### Task item
When you restate the data, keep every word as it is and drop the images.

### Entries provided

====================

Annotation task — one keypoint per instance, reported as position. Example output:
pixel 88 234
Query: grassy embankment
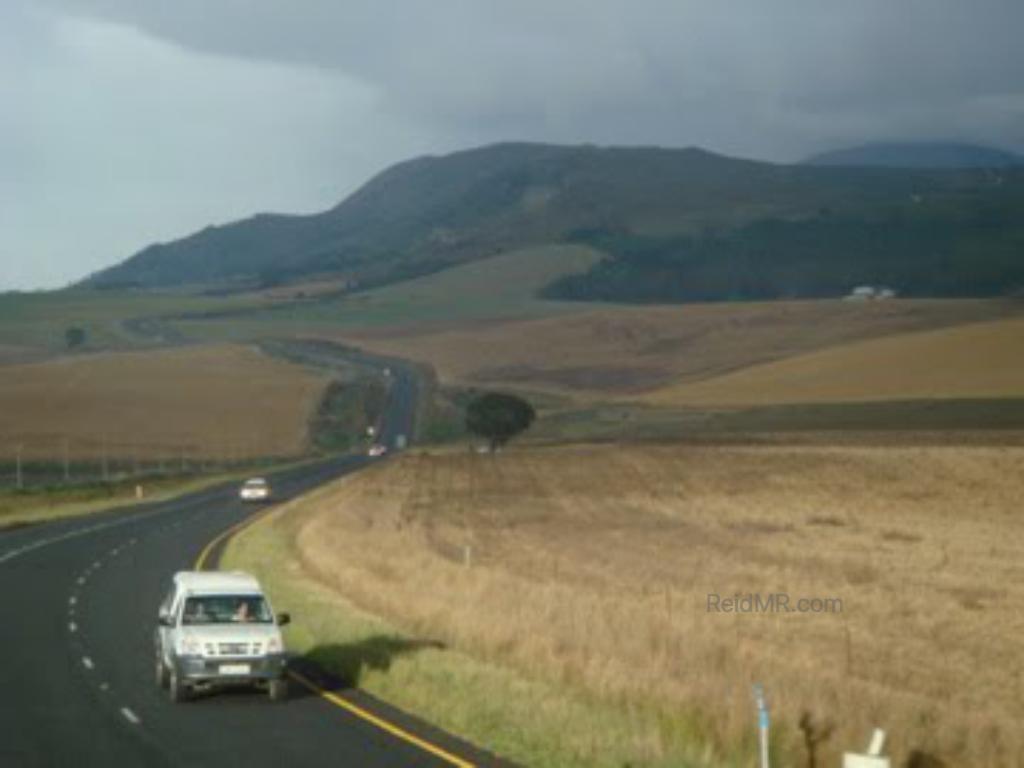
pixel 226 402
pixel 498 288
pixel 57 502
pixel 579 633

====================

### Answer space
Annotation task — one keypoint per instance, reported as position. Example output:
pixel 88 234
Query: grassy embankment
pixel 226 402
pixel 498 288
pixel 57 502
pixel 579 633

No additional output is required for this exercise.